● EXCERPT PROVIDED
[Start of section]

For this trip, here is the tour package itinerary, as published. Tourists will be pickep up from their guesthouses at 7 AM. From there, the van travels 3 hours to Kanchanaburi and head straight to its first stop, the Cemetery of the Allied Prisoners of the 2nd World War, then a visit to the War Museum, aka the JEATH Museum (an acronym: read further). At 10:30, we would take a walk to the Bridge Over The River Kwai. After that, they will take us to a train station. We shall take the train through these wood-based train tracks, experience the Death Railway first hand, which is allegedly the most dangerous curbing bridge in the world. The bridge itself is made of wooden logs along the mountain. At 1 PM, we shall have our Thai lunch. At 2 PM, we shall be taken to Sai Yok Noi, the other waterfall attraction in this area (the more majestic waterfall would be the Erawan Falls). It’s supposed to be our free time. We will be free to roam the area on our own. At 2:30 PM, we shall leave the waterfall for the Tiger Temple.

[End of section]

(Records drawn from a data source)
[Start of section]

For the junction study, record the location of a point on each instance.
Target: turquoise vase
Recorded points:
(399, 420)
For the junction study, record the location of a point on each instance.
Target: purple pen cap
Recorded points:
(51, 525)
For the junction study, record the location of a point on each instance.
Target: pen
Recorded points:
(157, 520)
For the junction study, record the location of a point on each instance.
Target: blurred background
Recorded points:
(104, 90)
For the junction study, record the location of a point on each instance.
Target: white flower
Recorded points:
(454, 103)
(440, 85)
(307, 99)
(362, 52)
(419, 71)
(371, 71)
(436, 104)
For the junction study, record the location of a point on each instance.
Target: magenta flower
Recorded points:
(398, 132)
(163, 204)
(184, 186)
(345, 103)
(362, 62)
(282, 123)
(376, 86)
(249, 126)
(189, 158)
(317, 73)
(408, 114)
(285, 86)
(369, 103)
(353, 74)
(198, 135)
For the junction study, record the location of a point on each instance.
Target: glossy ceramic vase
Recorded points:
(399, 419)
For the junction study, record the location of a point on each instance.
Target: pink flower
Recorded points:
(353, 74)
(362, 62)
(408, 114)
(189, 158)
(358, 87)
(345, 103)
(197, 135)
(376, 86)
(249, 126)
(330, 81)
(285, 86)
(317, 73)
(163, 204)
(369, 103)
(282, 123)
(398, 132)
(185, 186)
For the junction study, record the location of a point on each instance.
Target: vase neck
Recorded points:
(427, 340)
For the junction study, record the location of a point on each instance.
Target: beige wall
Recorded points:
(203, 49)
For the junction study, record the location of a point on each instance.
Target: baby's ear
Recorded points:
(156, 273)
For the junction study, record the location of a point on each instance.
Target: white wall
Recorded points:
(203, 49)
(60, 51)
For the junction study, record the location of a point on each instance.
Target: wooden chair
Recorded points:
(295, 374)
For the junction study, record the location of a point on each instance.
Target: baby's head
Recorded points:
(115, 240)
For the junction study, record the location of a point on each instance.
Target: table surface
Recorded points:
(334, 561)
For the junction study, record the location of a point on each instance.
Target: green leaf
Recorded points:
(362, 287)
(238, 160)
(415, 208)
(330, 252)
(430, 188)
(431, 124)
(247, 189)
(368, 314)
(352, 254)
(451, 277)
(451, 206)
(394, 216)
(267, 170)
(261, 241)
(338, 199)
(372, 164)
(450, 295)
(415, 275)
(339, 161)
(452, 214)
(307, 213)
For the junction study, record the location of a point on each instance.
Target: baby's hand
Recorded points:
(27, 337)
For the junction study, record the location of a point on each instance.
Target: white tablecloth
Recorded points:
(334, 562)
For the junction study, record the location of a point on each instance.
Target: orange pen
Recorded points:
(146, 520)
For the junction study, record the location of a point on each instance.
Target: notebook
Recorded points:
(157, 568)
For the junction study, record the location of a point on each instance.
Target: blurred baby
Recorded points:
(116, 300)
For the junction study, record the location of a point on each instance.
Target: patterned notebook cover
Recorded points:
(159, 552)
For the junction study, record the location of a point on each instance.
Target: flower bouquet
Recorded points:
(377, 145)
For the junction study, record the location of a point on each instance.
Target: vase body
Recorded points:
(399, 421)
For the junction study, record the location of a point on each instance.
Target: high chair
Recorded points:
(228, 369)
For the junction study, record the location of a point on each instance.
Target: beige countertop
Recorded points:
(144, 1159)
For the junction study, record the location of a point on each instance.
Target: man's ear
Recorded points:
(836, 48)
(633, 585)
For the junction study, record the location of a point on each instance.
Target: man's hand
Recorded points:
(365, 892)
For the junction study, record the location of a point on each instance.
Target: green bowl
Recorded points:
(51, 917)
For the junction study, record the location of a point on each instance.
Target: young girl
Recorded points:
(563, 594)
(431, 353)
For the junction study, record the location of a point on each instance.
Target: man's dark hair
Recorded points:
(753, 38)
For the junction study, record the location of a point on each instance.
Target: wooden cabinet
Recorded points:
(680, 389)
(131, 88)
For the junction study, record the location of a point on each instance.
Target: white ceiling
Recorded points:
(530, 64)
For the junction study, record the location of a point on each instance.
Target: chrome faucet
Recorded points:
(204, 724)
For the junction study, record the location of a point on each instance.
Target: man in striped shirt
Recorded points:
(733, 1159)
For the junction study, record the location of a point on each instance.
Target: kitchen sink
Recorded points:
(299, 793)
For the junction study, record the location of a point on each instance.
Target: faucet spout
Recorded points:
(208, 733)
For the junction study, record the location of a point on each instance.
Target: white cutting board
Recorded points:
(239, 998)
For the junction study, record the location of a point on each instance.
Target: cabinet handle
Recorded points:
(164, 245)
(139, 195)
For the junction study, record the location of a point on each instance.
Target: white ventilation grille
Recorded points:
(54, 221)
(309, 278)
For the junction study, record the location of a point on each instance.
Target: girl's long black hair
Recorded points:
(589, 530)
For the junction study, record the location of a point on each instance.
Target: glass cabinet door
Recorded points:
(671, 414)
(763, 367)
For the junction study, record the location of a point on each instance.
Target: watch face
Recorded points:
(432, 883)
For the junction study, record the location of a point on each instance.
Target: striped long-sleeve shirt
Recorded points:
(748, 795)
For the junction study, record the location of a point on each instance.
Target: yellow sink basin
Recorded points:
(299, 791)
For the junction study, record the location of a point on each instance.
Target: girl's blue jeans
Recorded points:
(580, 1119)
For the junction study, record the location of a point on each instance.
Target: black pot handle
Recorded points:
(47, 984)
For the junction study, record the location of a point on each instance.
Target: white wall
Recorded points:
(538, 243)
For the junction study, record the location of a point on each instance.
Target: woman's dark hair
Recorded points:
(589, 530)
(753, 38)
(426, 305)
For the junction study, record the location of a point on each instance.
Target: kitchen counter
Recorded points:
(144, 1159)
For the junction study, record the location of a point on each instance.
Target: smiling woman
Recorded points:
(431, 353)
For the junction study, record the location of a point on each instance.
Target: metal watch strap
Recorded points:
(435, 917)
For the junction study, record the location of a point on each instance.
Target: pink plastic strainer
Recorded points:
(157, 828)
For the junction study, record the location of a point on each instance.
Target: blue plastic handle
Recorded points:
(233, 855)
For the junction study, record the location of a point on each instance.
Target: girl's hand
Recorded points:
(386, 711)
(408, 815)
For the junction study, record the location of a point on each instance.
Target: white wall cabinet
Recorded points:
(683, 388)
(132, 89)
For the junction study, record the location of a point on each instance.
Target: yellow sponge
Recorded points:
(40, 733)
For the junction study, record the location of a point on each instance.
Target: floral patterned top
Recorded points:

[End of section]

● ASSIGNMENT A
According to the Kanchanaburi tour itinerary, at what time does the group leave the waterfall for the Tiger Temple?
● ASSIGNMENT B
Render the following sentence from the Kanchanaburi tour itinerary into Spanish: "The bridge itself is made of wooden logs along the mountain."

● RESPONSE A
At 2:30 PM.

● RESPONSE B
El puente en sí está hecho de troncos de madera a lo largo de la montaña.